◆ **Excerpts from a pointing dataset**:
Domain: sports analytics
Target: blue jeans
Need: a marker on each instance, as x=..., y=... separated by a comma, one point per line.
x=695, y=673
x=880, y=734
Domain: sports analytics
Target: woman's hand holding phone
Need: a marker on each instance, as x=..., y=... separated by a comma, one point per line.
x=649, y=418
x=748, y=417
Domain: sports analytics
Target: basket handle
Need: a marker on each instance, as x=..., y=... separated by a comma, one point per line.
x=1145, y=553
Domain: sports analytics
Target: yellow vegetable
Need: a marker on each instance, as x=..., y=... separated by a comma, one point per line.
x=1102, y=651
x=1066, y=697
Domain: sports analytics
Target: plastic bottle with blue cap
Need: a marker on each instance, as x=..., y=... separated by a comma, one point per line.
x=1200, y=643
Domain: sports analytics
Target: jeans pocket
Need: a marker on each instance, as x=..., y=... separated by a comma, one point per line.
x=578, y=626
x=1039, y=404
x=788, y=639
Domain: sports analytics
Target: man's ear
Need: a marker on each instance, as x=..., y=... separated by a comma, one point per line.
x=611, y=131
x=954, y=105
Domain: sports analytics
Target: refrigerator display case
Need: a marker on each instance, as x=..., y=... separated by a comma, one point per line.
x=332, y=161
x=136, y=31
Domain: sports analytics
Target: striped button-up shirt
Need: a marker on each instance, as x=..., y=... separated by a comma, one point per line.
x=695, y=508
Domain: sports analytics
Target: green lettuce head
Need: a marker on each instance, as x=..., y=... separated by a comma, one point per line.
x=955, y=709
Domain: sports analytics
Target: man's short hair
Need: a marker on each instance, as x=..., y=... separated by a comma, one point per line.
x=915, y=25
...
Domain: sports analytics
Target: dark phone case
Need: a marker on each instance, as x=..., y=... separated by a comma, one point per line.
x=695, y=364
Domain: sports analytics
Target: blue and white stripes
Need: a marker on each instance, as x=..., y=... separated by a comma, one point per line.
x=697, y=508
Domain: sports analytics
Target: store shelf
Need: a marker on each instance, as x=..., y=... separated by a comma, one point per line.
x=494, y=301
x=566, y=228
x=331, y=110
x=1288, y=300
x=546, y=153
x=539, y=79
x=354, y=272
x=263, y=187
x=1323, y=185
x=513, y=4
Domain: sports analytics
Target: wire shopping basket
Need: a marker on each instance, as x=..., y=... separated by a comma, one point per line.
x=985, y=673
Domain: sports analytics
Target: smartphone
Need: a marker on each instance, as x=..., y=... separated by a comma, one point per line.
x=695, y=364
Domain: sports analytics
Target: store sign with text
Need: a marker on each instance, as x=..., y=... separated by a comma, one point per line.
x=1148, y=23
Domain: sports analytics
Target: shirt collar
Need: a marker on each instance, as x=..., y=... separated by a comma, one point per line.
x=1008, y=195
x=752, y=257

◆ **What you have to do**: Pull out each line of the listing above that contains the word "with".

◆ **Exercise output**:
Target: plastic bottle with blue cap
Target: store sign with text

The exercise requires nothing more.